■ **Brief**
Can you express the material below as a JSON list of strings, with one string for each line and any blank lines left out?

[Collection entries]
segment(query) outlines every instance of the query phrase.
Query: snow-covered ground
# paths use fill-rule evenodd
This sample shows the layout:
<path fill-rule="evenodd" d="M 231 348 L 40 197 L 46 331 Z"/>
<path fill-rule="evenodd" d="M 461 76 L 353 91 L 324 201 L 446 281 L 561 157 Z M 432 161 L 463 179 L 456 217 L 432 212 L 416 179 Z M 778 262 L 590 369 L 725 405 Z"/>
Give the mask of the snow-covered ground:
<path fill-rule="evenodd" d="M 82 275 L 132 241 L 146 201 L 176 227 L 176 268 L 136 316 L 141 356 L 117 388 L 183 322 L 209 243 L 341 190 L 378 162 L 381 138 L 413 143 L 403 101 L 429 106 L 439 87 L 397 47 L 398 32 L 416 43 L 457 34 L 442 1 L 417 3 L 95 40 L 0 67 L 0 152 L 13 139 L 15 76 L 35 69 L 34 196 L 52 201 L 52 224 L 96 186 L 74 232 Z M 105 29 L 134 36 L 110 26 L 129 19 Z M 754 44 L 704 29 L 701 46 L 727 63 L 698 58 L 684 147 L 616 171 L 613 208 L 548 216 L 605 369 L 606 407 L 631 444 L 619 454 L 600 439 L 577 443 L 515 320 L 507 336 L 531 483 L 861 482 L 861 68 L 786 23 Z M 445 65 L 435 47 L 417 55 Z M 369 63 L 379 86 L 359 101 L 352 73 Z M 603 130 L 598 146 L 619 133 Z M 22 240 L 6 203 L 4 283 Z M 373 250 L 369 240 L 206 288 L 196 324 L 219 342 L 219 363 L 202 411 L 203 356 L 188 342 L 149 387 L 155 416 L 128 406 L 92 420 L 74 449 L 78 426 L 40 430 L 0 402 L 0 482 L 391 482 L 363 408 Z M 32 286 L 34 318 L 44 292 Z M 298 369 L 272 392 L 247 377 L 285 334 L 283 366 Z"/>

■ **Solution to this exercise**
[
  "segment(query) outlines every instance of the query phrase.",
  "Query: snow-covered ground",
  "# paths use fill-rule evenodd",
  "This sample shows the layout:",
  "<path fill-rule=\"evenodd\" d=\"M 231 348 L 40 197 L 46 331 Z\"/>",
  "<path fill-rule=\"evenodd\" d=\"M 461 76 L 353 91 L 324 201 L 446 281 L 561 157 Z M 432 161 L 463 179 L 456 217 L 432 212 L 416 179 Z M 778 262 L 590 369 L 725 405 Z\"/>",
  "Give the mask of the snow-covered ground:",
  "<path fill-rule=\"evenodd\" d=\"M 82 275 L 132 241 L 146 201 L 176 227 L 176 268 L 136 316 L 141 356 L 117 388 L 183 322 L 209 243 L 341 190 L 378 162 L 381 138 L 413 143 L 403 101 L 429 106 L 439 87 L 397 47 L 398 32 L 416 43 L 457 34 L 442 1 L 417 3 L 95 40 L 0 67 L 0 152 L 13 139 L 15 76 L 35 69 L 34 196 L 52 201 L 52 224 L 96 186 L 74 232 Z M 105 29 L 134 36 L 110 26 L 129 19 Z M 754 44 L 704 29 L 701 46 L 727 63 L 698 58 L 684 147 L 616 171 L 613 208 L 548 216 L 605 369 L 606 407 L 631 444 L 619 454 L 600 439 L 577 443 L 515 320 L 507 336 L 531 483 L 861 482 L 861 68 L 786 23 Z M 445 65 L 435 47 L 417 55 Z M 369 63 L 379 86 L 359 101 L 352 73 Z M 603 130 L 598 146 L 619 133 Z M 22 240 L 6 203 L 4 283 Z M 373 250 L 369 240 L 206 288 L 196 324 L 219 342 L 219 363 L 202 411 L 203 356 L 188 342 L 149 387 L 155 416 L 128 406 L 92 420 L 74 449 L 78 426 L 40 430 L 0 402 L 0 482 L 391 482 L 363 408 Z M 32 286 L 34 318 L 44 292 Z M 298 369 L 272 392 L 247 377 L 285 334 L 283 366 Z\"/>"
]